Sir Brian Edward Frederick Fender,  (born 15 September 1934) is an English academic executive.

Career
Fender was Chief Executive of the Higher Education Funding Council for England from 1995 to 2001. Prior to that he was Vice-Chancellor of Keele University (1985–95), Associate Director and Director of the Institut Laue-Langevin in Grenoble, France and Chairman of the Science Board of the UK's Science and Engineering Research Council. He is a graduate and Fellow of Imperial College.

Sir Brian is currently a member of the University Grants Committee, Hong Kong, President of the National Foundation for Educational Research, Chairman of the National Council for Drama Training and a Director of Higher Aims Ltd, a private consultancy involved in higher education and research management. Sir Brian is a Fellow of the Institute of Physics, the Royal Society of Chemistry and a Companion of the Chartered Management Institute. He has honorary degrees or fellowships from eleven universities and colleges.

> Excerpted records
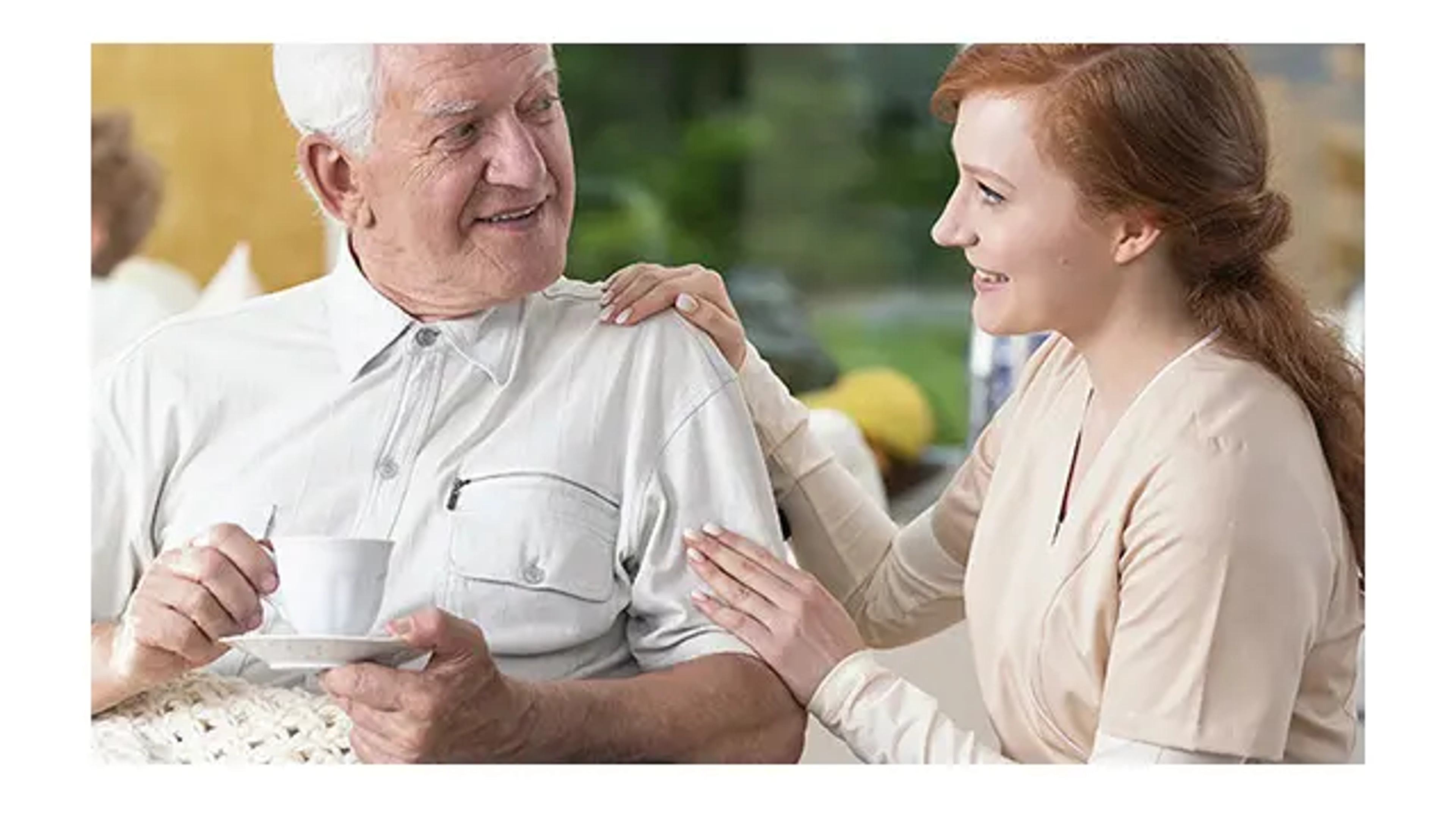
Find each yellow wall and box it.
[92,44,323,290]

--

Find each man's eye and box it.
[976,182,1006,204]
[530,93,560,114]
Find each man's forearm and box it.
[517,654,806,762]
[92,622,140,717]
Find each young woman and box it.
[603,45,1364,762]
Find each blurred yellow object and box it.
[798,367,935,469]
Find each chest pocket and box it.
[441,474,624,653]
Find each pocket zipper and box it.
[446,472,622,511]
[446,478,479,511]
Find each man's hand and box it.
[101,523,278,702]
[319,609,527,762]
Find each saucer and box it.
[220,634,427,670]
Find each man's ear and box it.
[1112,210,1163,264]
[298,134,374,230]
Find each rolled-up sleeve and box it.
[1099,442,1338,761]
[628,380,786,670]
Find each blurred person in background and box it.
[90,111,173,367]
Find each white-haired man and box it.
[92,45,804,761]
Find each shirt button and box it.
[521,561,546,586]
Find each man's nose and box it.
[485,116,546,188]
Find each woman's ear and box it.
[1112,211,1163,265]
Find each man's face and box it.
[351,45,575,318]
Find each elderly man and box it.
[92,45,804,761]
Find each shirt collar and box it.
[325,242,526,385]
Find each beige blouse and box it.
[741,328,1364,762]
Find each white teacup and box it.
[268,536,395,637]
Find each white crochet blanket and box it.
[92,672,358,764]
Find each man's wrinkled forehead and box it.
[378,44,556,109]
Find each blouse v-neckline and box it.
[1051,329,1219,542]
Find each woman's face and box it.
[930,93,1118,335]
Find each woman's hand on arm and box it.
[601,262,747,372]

...

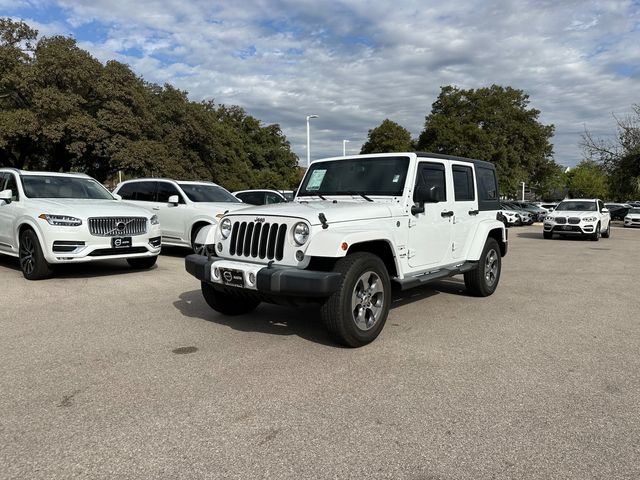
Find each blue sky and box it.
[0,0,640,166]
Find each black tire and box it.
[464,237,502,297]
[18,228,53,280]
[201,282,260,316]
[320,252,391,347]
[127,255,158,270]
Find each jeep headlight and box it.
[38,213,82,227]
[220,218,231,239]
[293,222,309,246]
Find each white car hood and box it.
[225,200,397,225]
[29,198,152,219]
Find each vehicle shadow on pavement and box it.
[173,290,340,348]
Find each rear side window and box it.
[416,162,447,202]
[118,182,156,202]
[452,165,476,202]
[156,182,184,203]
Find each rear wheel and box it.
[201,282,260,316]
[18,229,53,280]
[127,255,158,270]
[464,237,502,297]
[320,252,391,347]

> Objective
According to the passage about Sir Brian Fender, what position did he hold at Keele University from 1985 to 1995? The items play no part in what comes next.

> Exercise response
He was Vice-Chancellor of Keele University.